■ Work to complete
A. Reproduce word for word the part of the Agnes birthday passage between "Two-thirty the next" and "to steady her.", inclusive.
B. In the Agnes birthday passage, at what time did Agnes and her friend come through the diner door?
C. Carry the Agnes birthday passage forward from its final sentence.

+++ Source extract

Two-thirty the next morning, Campolo was back at that diner. He writes, “I picked up some crepe paper and other decorations at the store, and made a sign of big pieces of cardboard that read, ‘Happy Birthday, Agnes!’ I decorated that diner from one end to the other. I had that diner looking great. The word must have gotten out on the street because by 3:15 every prostitute in Honolulu was in that place. There were wall to wall prostitutes—and Campolo.

At 3:30 on the dot the door of the diner swung open and in came Agnes and her friend. Everybody was ready. When they came in we all jumped up and screamed and we sang, “Happy Birthday, Agnes!” And you know, I’ve never seen a person so flabbergasted, so stunned, so shaken. Her mouth fell open, her knees started to buckle, her friend had to offer her arm to steady her.

When the birthday cake with all the candles was carried out, that’s when she just lost it. She started sobbing. Harry, the guy behind the counter, gruffly mumbled, “Blow out the candles, Agnes, cut the cake.” Agnes looked down at the cake, and then without taking her eyes off it, she slowly and softly said, “Look, Harry, is it all right with you if I… I mean, if I don’t… what I want to ask, is it OK if I keep the cake a little while? Is it all right if we don’t eat it right away?” Harry shrugged and answered, “Sure, Agnes, that’s fine. You want to keep the cake, keep the cake. Take it home if you want.” “Oh, could I?” she asked. Looking at Campolo she said, “I live just down the street a couple of doors; I want to take the cake home to show my mother, is that OK? I’ll be right back, honest.” She got off her stool, she picked up that cake, and she carried it out of that diner like it was the Holy Grail. When the door closed behind her, there was stunned silence in the place.

Not knowing what else to do, Campolo broke the silence by saying, “What do you say that we pray together?” Looking back on it now, Campolo remarks, “It seems more than a little strange that a sociologist from Eastern PA would be leading a prayer meeting with a bunch of prostitutes in a diner in Honolulu at 3:30 in the morning. But I prayed. I prayed for Agnes. I prayed for her salvation. I prayed that her life would be changed, and that God would be good to her. And when I finished, Harry leaned over, and with a trace of hostility in his voice he said, “Hey, you never told me you were a preacher. What kind of preacher are you anyway? What church do you belong to?”

++++++
+++ Source information

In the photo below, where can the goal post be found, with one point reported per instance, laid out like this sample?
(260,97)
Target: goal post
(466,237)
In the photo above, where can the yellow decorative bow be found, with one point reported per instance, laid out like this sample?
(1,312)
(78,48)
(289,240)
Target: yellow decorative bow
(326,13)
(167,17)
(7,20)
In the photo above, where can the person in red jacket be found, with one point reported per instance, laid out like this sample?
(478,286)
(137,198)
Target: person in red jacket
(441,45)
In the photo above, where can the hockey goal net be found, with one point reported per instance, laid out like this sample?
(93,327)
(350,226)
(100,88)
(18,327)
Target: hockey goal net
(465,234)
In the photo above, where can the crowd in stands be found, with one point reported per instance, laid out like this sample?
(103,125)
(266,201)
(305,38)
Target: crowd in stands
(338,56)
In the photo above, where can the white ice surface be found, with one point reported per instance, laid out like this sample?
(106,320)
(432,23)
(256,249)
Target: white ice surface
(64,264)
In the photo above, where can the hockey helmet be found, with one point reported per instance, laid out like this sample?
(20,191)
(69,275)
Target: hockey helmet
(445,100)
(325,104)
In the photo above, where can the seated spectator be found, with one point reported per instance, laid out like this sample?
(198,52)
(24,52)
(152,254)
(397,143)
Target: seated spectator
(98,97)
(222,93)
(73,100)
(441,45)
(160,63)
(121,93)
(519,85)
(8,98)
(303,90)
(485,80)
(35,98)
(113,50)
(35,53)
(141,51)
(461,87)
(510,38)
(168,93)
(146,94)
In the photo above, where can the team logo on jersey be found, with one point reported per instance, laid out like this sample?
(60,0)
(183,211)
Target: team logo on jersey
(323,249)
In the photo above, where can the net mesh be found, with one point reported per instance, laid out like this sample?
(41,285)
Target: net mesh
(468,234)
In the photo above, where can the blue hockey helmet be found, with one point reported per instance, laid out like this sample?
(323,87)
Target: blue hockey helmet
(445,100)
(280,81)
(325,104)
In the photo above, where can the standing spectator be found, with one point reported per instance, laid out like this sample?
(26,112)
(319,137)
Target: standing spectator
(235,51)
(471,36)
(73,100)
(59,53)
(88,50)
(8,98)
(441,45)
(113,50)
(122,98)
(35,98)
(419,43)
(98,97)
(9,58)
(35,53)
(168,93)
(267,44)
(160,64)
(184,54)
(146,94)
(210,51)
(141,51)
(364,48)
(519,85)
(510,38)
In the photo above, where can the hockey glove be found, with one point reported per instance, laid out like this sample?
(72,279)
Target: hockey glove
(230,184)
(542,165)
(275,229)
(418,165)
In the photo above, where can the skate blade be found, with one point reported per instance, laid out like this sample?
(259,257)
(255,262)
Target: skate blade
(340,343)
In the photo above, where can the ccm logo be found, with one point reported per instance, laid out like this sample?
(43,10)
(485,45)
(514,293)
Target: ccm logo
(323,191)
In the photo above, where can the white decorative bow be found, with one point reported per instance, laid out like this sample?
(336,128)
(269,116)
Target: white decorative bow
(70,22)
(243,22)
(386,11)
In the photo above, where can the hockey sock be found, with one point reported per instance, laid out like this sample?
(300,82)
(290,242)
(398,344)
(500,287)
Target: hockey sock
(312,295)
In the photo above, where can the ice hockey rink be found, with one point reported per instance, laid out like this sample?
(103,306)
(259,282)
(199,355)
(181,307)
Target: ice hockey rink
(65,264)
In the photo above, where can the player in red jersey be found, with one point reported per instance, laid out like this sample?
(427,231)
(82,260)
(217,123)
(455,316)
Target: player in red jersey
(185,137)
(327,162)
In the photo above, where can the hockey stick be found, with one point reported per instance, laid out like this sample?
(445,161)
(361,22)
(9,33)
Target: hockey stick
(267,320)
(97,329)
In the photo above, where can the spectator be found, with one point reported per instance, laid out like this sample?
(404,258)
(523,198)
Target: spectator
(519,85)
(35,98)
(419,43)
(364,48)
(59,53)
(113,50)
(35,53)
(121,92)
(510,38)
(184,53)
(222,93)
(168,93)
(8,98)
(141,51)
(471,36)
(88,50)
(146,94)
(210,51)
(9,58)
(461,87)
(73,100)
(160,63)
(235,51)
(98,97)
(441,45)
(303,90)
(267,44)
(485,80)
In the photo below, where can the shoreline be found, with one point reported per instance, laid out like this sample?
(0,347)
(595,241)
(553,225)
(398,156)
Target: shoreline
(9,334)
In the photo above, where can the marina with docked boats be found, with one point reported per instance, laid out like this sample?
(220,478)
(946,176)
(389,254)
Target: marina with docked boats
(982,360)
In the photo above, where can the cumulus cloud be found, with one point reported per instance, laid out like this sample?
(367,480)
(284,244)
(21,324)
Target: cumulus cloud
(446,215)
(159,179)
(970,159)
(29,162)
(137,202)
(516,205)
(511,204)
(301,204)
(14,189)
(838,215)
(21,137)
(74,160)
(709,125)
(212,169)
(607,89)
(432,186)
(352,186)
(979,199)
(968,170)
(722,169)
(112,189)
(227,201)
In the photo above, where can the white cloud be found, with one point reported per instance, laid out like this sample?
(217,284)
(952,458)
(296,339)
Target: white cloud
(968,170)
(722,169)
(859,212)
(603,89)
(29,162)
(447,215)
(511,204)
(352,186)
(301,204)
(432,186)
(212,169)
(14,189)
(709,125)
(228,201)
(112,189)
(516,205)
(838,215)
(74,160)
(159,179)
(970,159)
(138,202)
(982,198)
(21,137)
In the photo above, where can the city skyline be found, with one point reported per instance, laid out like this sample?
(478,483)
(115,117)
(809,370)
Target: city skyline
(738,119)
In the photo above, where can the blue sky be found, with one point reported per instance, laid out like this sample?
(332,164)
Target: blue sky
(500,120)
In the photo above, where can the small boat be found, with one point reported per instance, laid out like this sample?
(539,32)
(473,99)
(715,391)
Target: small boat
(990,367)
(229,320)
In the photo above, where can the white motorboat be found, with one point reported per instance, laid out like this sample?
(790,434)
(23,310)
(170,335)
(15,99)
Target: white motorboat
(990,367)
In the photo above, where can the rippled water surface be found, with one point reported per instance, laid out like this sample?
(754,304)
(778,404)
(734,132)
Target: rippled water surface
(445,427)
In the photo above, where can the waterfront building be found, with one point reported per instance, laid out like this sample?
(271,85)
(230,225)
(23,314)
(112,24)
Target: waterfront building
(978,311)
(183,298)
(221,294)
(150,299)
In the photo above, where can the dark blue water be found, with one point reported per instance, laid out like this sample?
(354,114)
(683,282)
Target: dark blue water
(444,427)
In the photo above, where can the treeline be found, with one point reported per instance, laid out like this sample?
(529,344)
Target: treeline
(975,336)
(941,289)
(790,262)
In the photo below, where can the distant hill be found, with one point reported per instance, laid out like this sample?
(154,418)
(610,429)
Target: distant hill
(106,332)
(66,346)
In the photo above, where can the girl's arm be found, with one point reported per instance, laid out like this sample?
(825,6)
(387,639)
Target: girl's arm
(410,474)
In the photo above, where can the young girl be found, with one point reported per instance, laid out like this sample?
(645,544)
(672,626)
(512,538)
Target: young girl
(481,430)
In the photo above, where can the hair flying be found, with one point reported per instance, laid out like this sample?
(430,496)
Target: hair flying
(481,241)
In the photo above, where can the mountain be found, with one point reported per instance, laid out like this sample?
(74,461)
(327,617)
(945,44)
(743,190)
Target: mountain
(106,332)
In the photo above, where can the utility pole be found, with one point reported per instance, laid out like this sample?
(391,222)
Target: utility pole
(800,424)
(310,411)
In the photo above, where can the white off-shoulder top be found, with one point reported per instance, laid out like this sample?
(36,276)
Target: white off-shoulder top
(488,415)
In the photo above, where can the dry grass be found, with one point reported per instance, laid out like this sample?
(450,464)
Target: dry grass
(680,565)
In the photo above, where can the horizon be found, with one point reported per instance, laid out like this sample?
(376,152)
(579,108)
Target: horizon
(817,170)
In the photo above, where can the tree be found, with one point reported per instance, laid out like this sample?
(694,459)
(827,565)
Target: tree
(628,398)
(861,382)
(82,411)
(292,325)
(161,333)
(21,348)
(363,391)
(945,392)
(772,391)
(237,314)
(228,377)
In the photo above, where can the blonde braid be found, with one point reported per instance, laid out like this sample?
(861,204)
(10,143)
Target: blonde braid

++++++

■ Results in order
A.
Two-thirty the next morning, Campolo was back at that diner. He writes, “I picked up some crepe paper and other decorations at the store, and made a sign of big pieces of cardboard that read, ‘Happy Birthday, Agnes!’ I decorated that diner from one end to the other. I had that diner looking great. The word must have gotten out on the street because by 3:15 every prostitute in Honolulu was in that place. There were wall to wall prostitutes—and Campolo.

At 3:30 on the dot the door of the diner swung open and in came Agnes and her friend. Everybody was ready. When they came in we all jumped up and screamed and we sang, “Happy Birthday, Agnes!” And you know, I’ve never seen a person so flabbergasted, so stunned, so shaken. Her mouth fell open, her knees started to buckle, her friend had to offer her arm to steady her.

B. At 3:30 on the dot.

C.
In one of those moments when just the right words came, Campolo answered him quietly, “I belong to a church that throws birthday parties for prostitutes at 3:30 in the morning.” Harry thought a moment, and then almost sneered his answer, “No you don’t; there is no such church like that. In fact,” he concluded, “if there was, I’d join it.”

That is the kind of church Jesus created. Jesus created a church that welcomed outcasts and sinners and treated them with dignity. We have turned it into a comfortable environment where we all put on a religious face and pretend to be moral, respectable people. But that is not the church Jesus died for. Jesus did not come for the righteous. He came for the sick.

And he calls us to go out into the world and seek the lost, the broken-hearted, the beaten-down and bring life and joy into a joyless world. He calls us to go to the people who are rejected and offer them the love that comes from Jesus. He calls us to go to people who reject our faith in Jesus and to love them in the name of Jesus.

When we come into the church and pull the doors shut to keep out people we don’t like, we work against the work of Jesus who loves the people we don’t like.

We do not go out into the world to do what the world does. We do not accommodate to sin. We do not join in with sinful practices. We no longer do the things we used to do. We go out into the world to bring good news that there is hope and meaning to life. There is joy even in the midst of sorrow. There is hope even in the midst of great suffering. We are loved by a savior who is remaking us into the person he designed us to be. He wants to do the same with every person in the world. May we work with Jesus and not against him.